#### [WHAT THE TASK ASKS]
Please answer these from the recommendation system notes, one per line:
(a) How many users should the system recommend for each question?
(b) Which algorithm is to be used, and with what kind of ratings?
(c) What app name is given when the Spark session is built?

#### [SOURCE EXCERPT]
# Task I: Build a recommendation system

* Suppose users are eager to answer some questions, but there is a lot of questions and it is not easy to search for relevant one. 
* We have a list of questions that already have some answers but non of them was accepted so they still wait for more precise/accurate answer
* Try to build a system that will recommend for each of these questions a set of 10 users that are likely to answer them
* Use the ALS algorithm with implicit ratings and assume that the rating can be modeled by the score information
    * Some questions have been answered by multiple users and these answers gained some score (even though they may have not been accepted)
    * We will assume that users with similar knowladge/interest will gain similar score for their answer. So for particular question we will recommend a user depending on other users that answered this question

In [10]:
from pyspark.sql import SparkSession
from pyspark.sql.functions import col
from pyspark.ml.recommendation import ALS
import os

In [2]:
spark = (
    SparkSession
    .builder
    .appName('RS')

#### [ENTRIES PROVIDED]
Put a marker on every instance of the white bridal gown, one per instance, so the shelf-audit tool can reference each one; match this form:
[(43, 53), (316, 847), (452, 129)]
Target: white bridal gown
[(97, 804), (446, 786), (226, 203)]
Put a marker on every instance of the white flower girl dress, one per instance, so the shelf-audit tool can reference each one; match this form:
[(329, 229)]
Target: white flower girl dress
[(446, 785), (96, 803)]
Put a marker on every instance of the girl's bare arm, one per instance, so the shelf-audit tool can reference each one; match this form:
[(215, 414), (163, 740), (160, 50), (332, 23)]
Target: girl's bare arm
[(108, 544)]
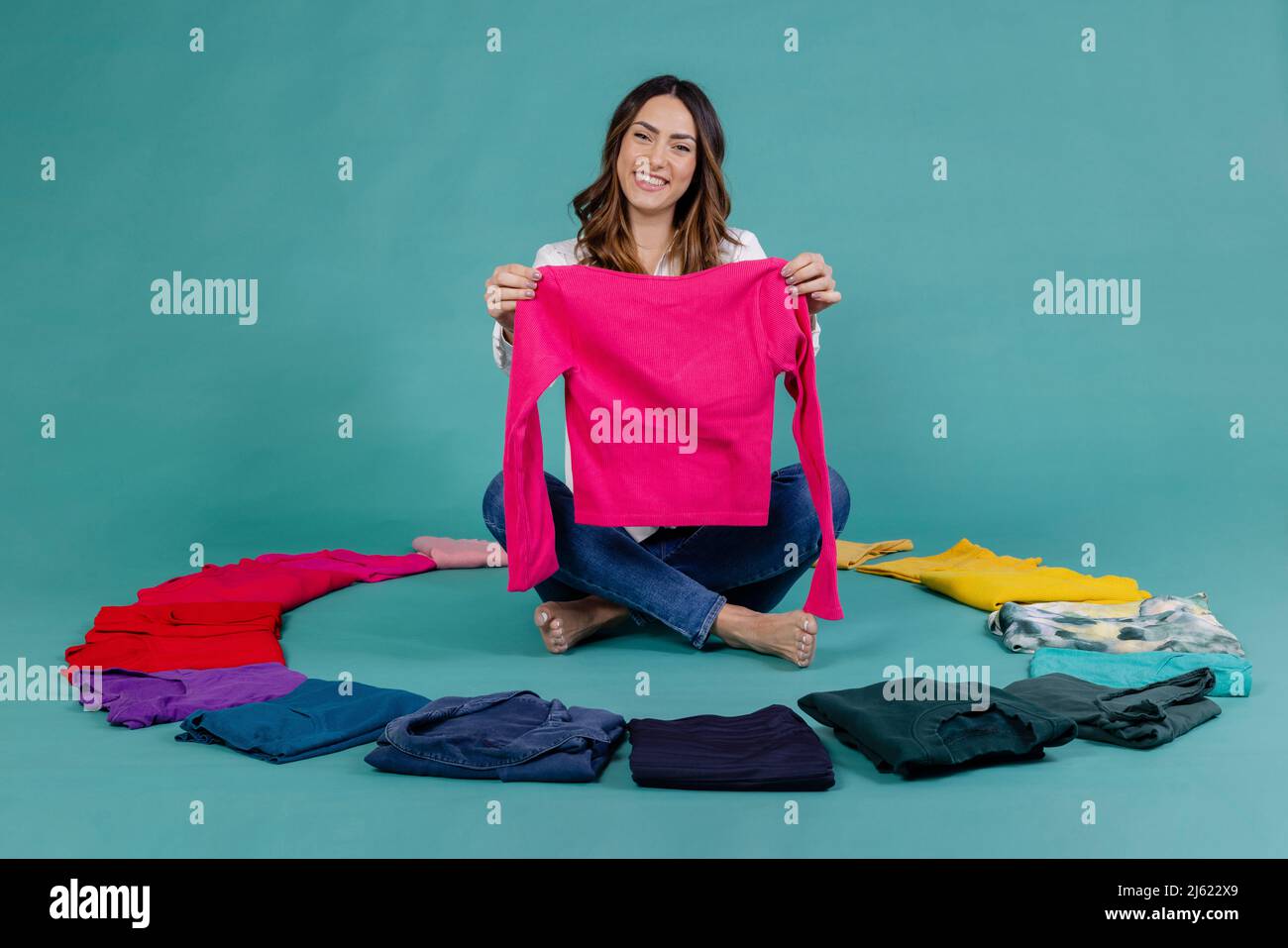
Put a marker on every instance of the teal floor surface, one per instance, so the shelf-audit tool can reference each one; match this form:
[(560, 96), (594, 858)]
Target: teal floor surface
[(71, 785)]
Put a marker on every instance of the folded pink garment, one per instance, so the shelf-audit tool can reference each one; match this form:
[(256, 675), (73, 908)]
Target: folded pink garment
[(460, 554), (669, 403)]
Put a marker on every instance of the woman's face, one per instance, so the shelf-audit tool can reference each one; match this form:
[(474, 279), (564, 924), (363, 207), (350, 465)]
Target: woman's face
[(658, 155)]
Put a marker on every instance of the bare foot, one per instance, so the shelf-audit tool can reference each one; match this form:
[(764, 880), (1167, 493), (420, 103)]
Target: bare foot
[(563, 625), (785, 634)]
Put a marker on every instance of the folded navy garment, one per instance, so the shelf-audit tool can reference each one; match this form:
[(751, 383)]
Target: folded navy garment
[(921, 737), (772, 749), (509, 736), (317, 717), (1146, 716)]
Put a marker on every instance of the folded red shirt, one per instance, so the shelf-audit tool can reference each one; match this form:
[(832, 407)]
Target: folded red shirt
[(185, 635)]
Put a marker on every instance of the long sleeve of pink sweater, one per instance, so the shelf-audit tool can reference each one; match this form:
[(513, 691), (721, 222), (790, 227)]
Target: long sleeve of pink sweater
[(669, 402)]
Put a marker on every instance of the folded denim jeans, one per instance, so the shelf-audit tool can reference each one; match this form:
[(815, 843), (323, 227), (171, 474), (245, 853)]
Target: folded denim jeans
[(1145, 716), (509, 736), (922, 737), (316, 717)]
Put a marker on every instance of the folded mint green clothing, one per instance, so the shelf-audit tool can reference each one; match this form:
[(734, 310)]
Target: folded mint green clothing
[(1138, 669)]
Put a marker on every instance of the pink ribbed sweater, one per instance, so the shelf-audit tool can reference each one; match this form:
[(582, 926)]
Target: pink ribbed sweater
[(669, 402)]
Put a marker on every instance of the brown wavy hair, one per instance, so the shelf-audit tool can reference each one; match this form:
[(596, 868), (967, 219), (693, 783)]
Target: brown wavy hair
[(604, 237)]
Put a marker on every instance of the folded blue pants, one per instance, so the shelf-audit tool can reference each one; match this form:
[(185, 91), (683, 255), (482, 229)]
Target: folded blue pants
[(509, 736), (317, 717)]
* * *
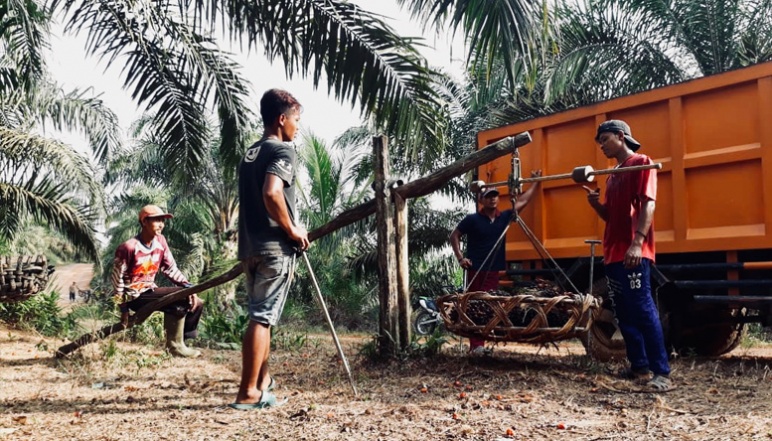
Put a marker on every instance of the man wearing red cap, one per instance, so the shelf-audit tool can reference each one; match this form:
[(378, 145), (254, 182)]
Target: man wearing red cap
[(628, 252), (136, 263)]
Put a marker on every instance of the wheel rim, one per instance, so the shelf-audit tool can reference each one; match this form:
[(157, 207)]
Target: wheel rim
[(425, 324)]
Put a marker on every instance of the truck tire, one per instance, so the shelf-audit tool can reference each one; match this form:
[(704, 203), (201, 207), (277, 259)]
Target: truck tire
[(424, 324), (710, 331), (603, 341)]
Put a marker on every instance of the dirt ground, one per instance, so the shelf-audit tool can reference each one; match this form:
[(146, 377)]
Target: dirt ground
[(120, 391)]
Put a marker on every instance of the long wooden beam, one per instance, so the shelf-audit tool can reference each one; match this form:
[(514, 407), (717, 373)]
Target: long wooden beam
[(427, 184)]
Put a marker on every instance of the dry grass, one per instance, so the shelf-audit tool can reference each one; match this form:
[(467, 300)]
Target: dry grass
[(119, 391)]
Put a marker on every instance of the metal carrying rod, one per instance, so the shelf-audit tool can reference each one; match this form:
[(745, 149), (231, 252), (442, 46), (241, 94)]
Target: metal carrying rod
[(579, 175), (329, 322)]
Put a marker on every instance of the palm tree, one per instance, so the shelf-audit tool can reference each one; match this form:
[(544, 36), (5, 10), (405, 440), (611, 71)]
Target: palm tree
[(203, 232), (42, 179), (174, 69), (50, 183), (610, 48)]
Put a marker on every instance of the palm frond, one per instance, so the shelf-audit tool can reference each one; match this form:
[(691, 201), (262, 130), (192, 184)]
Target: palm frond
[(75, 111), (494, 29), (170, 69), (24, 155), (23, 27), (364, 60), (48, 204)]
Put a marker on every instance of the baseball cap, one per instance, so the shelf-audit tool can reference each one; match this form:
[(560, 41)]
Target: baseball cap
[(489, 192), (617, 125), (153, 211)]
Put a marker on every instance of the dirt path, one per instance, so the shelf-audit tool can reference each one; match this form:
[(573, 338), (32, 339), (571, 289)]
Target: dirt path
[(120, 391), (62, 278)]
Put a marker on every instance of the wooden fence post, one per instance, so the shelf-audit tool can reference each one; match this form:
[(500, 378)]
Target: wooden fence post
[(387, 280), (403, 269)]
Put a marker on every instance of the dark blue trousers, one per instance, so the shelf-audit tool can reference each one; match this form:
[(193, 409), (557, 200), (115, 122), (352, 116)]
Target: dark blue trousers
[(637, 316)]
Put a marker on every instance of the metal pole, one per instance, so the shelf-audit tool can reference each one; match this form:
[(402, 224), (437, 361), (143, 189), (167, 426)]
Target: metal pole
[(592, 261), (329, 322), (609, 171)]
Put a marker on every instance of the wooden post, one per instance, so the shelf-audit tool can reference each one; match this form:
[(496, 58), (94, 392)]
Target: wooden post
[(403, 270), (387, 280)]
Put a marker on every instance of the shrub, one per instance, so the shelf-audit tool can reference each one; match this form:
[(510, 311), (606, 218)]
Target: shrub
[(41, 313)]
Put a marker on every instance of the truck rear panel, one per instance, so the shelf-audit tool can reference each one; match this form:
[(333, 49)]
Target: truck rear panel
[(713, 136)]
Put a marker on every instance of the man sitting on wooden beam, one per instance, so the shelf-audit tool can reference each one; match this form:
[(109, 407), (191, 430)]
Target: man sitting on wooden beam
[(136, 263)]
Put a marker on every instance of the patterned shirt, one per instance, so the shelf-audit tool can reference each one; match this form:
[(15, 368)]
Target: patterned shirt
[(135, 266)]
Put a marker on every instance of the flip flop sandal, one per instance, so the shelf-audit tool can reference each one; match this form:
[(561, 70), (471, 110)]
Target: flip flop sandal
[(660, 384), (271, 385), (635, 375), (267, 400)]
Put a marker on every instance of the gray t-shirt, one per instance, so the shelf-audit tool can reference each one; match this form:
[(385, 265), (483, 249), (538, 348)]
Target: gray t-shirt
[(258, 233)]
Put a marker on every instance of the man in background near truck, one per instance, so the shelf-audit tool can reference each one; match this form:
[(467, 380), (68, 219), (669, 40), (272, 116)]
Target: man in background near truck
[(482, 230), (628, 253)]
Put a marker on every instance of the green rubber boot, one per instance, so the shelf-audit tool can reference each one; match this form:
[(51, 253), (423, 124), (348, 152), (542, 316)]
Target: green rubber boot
--
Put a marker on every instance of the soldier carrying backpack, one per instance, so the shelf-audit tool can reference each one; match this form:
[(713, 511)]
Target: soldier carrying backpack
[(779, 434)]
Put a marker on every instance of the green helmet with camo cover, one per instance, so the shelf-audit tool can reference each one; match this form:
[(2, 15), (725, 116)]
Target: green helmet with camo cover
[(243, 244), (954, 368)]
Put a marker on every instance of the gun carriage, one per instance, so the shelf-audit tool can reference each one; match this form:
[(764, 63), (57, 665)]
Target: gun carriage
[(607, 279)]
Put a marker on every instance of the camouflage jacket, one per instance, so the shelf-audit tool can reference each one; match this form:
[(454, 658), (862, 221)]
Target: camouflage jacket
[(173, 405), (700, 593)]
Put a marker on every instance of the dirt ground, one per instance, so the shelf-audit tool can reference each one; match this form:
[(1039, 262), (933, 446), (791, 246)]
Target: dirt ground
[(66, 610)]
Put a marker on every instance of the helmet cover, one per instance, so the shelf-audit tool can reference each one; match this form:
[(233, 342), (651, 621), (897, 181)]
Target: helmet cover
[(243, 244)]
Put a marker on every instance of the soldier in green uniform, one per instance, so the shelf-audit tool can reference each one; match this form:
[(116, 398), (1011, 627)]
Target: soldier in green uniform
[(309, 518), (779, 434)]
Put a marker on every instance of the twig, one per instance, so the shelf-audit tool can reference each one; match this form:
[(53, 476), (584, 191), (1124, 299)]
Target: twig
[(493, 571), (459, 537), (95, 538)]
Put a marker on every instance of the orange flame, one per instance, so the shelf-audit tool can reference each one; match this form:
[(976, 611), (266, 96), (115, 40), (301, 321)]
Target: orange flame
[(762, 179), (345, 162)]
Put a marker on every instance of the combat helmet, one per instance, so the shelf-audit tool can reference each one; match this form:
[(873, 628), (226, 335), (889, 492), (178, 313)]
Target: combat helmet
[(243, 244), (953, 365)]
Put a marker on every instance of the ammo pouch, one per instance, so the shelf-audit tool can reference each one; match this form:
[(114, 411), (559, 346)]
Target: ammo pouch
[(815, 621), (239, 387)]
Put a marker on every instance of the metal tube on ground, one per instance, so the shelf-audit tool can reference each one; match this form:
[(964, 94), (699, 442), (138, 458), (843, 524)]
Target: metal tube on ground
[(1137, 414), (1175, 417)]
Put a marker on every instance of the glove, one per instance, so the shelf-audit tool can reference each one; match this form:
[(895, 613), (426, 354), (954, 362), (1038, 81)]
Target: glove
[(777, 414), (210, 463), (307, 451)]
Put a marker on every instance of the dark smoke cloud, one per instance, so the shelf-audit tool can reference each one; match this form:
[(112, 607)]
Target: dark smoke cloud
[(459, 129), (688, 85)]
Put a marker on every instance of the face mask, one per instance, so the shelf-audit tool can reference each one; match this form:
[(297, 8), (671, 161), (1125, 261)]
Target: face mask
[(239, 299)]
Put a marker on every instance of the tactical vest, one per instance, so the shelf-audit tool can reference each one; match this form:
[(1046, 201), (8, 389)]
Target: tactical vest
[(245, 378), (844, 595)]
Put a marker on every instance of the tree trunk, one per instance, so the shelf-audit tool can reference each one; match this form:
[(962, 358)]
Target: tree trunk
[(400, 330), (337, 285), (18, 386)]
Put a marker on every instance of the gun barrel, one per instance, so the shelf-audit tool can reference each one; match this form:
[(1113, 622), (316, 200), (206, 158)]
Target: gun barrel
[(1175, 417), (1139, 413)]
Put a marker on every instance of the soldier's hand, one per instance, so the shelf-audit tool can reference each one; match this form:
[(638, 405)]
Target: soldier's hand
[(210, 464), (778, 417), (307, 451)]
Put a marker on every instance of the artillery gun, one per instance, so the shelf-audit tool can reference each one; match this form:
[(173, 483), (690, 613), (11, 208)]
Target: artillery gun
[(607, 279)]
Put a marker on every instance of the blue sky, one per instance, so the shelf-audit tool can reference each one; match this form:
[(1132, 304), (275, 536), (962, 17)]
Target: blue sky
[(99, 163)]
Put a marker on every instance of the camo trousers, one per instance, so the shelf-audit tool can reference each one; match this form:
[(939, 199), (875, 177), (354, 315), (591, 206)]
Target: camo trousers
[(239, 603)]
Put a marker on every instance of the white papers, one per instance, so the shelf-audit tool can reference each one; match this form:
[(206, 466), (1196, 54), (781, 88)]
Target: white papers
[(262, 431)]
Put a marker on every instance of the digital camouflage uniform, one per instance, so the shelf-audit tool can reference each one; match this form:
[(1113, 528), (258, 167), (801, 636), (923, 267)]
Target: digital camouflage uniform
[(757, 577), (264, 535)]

#### [WRITTEN SOLUTION]
(a) 10 users
(b) The ALS algorithm, with implicit ratings
(c) 'RS'